** begin **

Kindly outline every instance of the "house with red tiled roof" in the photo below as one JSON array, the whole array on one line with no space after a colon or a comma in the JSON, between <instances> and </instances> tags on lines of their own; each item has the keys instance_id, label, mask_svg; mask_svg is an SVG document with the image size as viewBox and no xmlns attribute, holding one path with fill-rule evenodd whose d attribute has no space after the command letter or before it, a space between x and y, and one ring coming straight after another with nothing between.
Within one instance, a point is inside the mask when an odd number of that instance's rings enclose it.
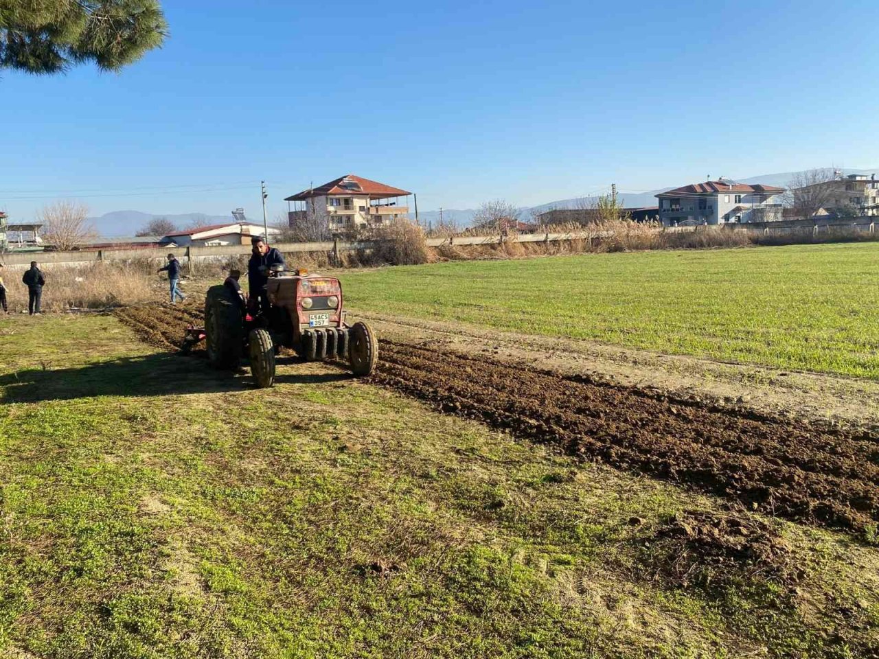
<instances>
[{"instance_id":1,"label":"house with red tiled roof","mask_svg":"<svg viewBox=\"0 0 879 659\"><path fill-rule=\"evenodd\" d=\"M665 226L730 224L781 219L784 188L749 185L729 178L684 185L656 195Z\"/></svg>"},{"instance_id":2,"label":"house with red tiled roof","mask_svg":"<svg viewBox=\"0 0 879 659\"><path fill-rule=\"evenodd\" d=\"M406 190L348 174L285 198L290 227L307 218L326 218L331 231L381 226L409 215Z\"/></svg>"}]
</instances>

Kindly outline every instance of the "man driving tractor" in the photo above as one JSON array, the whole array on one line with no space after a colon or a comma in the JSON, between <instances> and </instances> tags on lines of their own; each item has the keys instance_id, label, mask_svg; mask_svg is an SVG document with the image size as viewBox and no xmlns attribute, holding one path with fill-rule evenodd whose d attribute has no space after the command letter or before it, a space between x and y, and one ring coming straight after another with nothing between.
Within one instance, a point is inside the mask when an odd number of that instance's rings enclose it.
<instances>
[{"instance_id":1,"label":"man driving tractor","mask_svg":"<svg viewBox=\"0 0 879 659\"><path fill-rule=\"evenodd\" d=\"M251 308L268 309L265 286L269 281L269 268L275 264L286 267L284 256L273 247L269 247L265 238L254 235L251 238L253 254L247 263L247 286L251 292Z\"/></svg>"}]
</instances>

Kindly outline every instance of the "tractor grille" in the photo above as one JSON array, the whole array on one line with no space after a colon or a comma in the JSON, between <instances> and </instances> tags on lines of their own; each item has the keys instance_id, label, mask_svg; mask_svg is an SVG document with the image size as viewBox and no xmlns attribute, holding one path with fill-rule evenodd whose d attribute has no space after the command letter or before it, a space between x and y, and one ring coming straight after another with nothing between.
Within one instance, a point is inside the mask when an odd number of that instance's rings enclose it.
<instances>
[{"instance_id":1,"label":"tractor grille","mask_svg":"<svg viewBox=\"0 0 879 659\"><path fill-rule=\"evenodd\" d=\"M302 355L309 361L348 357L348 330L327 327L302 330Z\"/></svg>"}]
</instances>

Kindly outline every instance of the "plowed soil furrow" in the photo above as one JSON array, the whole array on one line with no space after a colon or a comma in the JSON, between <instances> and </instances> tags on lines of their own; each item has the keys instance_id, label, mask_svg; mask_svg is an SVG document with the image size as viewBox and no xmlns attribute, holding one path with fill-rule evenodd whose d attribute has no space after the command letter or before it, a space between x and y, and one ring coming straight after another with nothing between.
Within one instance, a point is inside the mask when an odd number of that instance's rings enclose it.
<instances>
[{"instance_id":1,"label":"plowed soil furrow","mask_svg":"<svg viewBox=\"0 0 879 659\"><path fill-rule=\"evenodd\" d=\"M142 341L163 350L178 350L186 326L203 322L203 312L195 307L144 305L127 307L115 313Z\"/></svg>"},{"instance_id":2,"label":"plowed soil furrow","mask_svg":"<svg viewBox=\"0 0 879 659\"><path fill-rule=\"evenodd\" d=\"M194 303L120 309L177 350ZM879 520L879 438L748 410L671 400L425 344L382 340L372 381L584 460L649 474L789 519L853 530Z\"/></svg>"},{"instance_id":3,"label":"plowed soil furrow","mask_svg":"<svg viewBox=\"0 0 879 659\"><path fill-rule=\"evenodd\" d=\"M409 350L408 346L396 346L391 353L384 351L381 358L385 362L402 366L418 364L419 368L430 368L434 375L442 370L441 365L435 365L432 359L418 350ZM567 398L560 401L554 389L545 386L548 377L552 382L558 379L557 375L532 370L527 380L521 380L522 371L513 366L490 362L492 368L484 370L484 359L456 355L452 355L451 359L453 369L462 376L469 376L476 368L483 371L480 381L499 395L508 395L514 387L516 397L539 402L544 414L562 413L565 417L579 419L581 424L592 419L591 426L583 428L585 432L606 427L607 423L619 422L643 432L672 434L679 441L721 450L732 444L737 453L763 457L779 467L787 465L803 471L879 483L879 467L875 464L879 452L871 442L816 433L811 428L803 430L787 424L757 421L725 410L711 413L704 408L680 403L667 404L665 416L657 417L648 413L657 404L656 399L638 395L630 389L626 390L630 400L623 408L612 406L608 409L606 399L609 392L619 392L619 387L589 385L573 379L565 379L570 392ZM705 431L707 414L713 432Z\"/></svg>"},{"instance_id":4,"label":"plowed soil furrow","mask_svg":"<svg viewBox=\"0 0 879 659\"><path fill-rule=\"evenodd\" d=\"M389 341L381 359L379 384L585 458L792 519L858 529L879 518L871 438L682 410L626 387Z\"/></svg>"}]
</instances>

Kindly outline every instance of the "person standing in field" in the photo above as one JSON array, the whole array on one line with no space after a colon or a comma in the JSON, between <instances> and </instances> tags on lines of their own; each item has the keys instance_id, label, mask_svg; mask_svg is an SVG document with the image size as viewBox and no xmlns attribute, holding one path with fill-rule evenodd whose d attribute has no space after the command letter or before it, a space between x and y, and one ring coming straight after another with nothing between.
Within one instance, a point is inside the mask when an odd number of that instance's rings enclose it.
<instances>
[{"instance_id":1,"label":"person standing in field","mask_svg":"<svg viewBox=\"0 0 879 659\"><path fill-rule=\"evenodd\" d=\"M6 286L3 283L3 264L0 263L0 307L3 307L3 312L4 314L9 313L9 308L6 307Z\"/></svg>"},{"instance_id":2,"label":"person standing in field","mask_svg":"<svg viewBox=\"0 0 879 659\"><path fill-rule=\"evenodd\" d=\"M27 312L31 315L41 314L40 310L40 301L43 297L43 286L46 285L46 278L37 267L36 261L31 261L31 269L26 271L21 278L21 282L27 286Z\"/></svg>"},{"instance_id":3,"label":"person standing in field","mask_svg":"<svg viewBox=\"0 0 879 659\"><path fill-rule=\"evenodd\" d=\"M171 303L174 304L177 301L177 298L180 298L180 301L186 299L178 289L177 285L180 283L180 262L177 260L177 257L173 254L168 255L168 264L163 268L159 268L159 272L168 271L168 283L171 285Z\"/></svg>"}]
</instances>

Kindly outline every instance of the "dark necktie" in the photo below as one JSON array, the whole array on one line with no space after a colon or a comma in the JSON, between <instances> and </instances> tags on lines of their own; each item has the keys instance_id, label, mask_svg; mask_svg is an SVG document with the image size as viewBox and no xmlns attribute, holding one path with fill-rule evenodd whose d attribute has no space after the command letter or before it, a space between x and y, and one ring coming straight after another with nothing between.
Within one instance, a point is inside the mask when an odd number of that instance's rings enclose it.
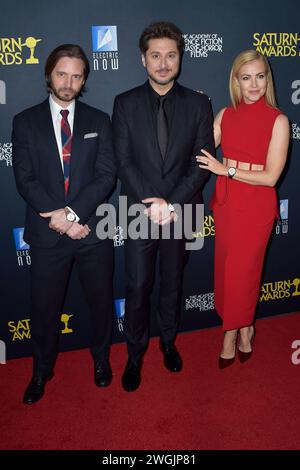
<instances>
[{"instance_id":1,"label":"dark necktie","mask_svg":"<svg viewBox=\"0 0 300 470\"><path fill-rule=\"evenodd\" d=\"M61 110L61 145L62 145L62 157L64 164L64 179L65 179L65 194L69 188L69 176L70 176L70 158L72 151L72 133L70 124L68 122L69 111L67 109Z\"/></svg>"},{"instance_id":2,"label":"dark necktie","mask_svg":"<svg viewBox=\"0 0 300 470\"><path fill-rule=\"evenodd\" d=\"M158 111L157 111L157 139L162 158L165 158L167 145L168 145L168 121L165 113L164 105L166 102L165 96L158 98Z\"/></svg>"}]
</instances>

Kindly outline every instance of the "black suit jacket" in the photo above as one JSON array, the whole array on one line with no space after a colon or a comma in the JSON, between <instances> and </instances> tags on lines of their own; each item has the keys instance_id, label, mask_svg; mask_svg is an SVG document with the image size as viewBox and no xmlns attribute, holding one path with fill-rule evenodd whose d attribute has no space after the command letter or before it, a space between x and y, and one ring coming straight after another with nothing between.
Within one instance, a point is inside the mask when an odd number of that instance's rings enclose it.
<instances>
[{"instance_id":1,"label":"black suit jacket","mask_svg":"<svg viewBox=\"0 0 300 470\"><path fill-rule=\"evenodd\" d=\"M113 111L113 136L121 194L129 203L162 197L171 203L201 203L208 172L196 155L214 155L212 110L206 95L177 84L166 156L162 159L148 83L118 95Z\"/></svg>"},{"instance_id":2,"label":"black suit jacket","mask_svg":"<svg viewBox=\"0 0 300 470\"><path fill-rule=\"evenodd\" d=\"M85 138L87 134L97 135ZM60 235L39 212L70 206L79 223L91 228L83 243L98 242L95 211L112 191L116 175L108 115L80 101L75 104L67 198L48 99L14 117L12 143L16 184L27 203L25 241L54 246Z\"/></svg>"}]
</instances>

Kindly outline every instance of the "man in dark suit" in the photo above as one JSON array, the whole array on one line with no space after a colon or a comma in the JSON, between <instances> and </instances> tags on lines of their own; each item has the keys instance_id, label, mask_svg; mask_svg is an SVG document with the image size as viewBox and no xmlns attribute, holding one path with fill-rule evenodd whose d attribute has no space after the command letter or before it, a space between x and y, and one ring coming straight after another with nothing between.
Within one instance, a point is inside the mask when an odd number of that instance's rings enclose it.
<instances>
[{"instance_id":1,"label":"man in dark suit","mask_svg":"<svg viewBox=\"0 0 300 470\"><path fill-rule=\"evenodd\" d=\"M109 117L80 101L89 75L83 50L63 44L49 55L49 98L13 121L13 167L24 198L24 239L31 248L33 377L23 402L44 394L53 376L60 313L75 261L91 318L94 380L112 379L112 240L96 236L96 209L115 184Z\"/></svg>"},{"instance_id":2,"label":"man in dark suit","mask_svg":"<svg viewBox=\"0 0 300 470\"><path fill-rule=\"evenodd\" d=\"M182 369L175 337L185 240L174 236L174 205L203 202L206 175L197 167L195 157L202 148L214 152L209 99L176 82L184 49L182 32L171 23L154 23L144 30L139 45L149 80L115 99L113 137L118 175L128 203L147 204L149 220L160 226L170 224L171 237L165 239L160 230L156 239L126 240L125 334L129 357L122 377L126 391L136 390L141 382L157 252L160 348L168 370Z\"/></svg>"}]
</instances>

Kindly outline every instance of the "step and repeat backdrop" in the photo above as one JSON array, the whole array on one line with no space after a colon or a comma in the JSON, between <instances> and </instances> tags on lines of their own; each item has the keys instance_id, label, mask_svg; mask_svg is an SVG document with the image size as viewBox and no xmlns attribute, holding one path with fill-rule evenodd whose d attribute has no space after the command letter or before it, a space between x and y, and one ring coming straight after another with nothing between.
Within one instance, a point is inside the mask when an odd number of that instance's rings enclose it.
<instances>
[{"instance_id":1,"label":"step and repeat backdrop","mask_svg":"<svg viewBox=\"0 0 300 470\"><path fill-rule=\"evenodd\" d=\"M23 240L25 204L12 170L13 116L47 96L44 65L59 44L76 43L91 67L86 103L111 115L115 95L146 80L138 40L151 22L172 21L184 33L185 53L179 82L210 96L214 113L229 104L228 79L234 57L258 49L271 64L278 103L291 123L290 151L278 186L281 220L268 249L257 317L300 310L300 4L236 0L3 0L0 9L0 349L6 357L31 353L30 246ZM101 38L101 40L98 40ZM178 129L180 132L180 129ZM180 331L220 324L214 310L214 218L209 212L215 178L204 191L203 248L190 252L185 269ZM118 204L119 184L112 196ZM257 207L257 211L260 208ZM236 229L239 220L235 221ZM115 227L115 328L113 341L124 341L124 239ZM47 266L44 267L47 269ZM158 333L152 302L152 335ZM86 347L87 305L73 273L61 312L60 349ZM2 360L3 362L3 360Z\"/></svg>"}]
</instances>

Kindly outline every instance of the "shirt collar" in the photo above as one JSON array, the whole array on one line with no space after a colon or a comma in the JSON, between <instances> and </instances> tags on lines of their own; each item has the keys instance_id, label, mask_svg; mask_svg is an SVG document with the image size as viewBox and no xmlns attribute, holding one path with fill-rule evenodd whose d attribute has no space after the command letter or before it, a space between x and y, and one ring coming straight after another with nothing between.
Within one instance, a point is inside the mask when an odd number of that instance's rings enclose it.
<instances>
[{"instance_id":1,"label":"shirt collar","mask_svg":"<svg viewBox=\"0 0 300 470\"><path fill-rule=\"evenodd\" d=\"M148 89L149 89L149 93L150 93L150 97L151 97L151 100L152 102L156 103L157 102L157 98L160 97L160 95L154 90L154 88L152 88L152 86L150 85L150 82L148 80ZM175 95L176 93L176 89L177 89L177 82L174 82L174 85L172 86L172 88L168 91L168 93L166 93L164 96L166 98L173 98L173 96Z\"/></svg>"},{"instance_id":2,"label":"shirt collar","mask_svg":"<svg viewBox=\"0 0 300 470\"><path fill-rule=\"evenodd\" d=\"M75 111L75 100L71 101L71 103L66 107L62 108L56 101L54 101L51 93L49 95L49 104L50 104L50 109L52 115L54 115L56 118L60 116L60 112L62 109L67 109L69 111L69 117L73 118L74 117L74 111Z\"/></svg>"}]
</instances>

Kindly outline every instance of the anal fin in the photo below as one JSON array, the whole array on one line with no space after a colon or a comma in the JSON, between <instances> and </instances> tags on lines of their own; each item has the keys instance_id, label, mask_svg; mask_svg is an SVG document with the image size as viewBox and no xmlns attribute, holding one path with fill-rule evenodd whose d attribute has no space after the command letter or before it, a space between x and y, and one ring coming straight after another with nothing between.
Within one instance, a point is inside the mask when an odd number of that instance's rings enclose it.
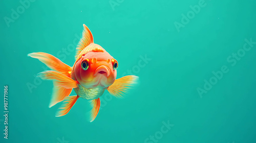
<instances>
[{"instance_id":1,"label":"anal fin","mask_svg":"<svg viewBox=\"0 0 256 143\"><path fill-rule=\"evenodd\" d=\"M99 108L100 107L100 101L99 98L93 100L91 104L93 107L93 109L91 111L90 122L92 122L95 119L99 112Z\"/></svg>"}]
</instances>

** end **

Count the lines in the records above that contain the string "anal", and reply with the number alone.

Answer in full => 2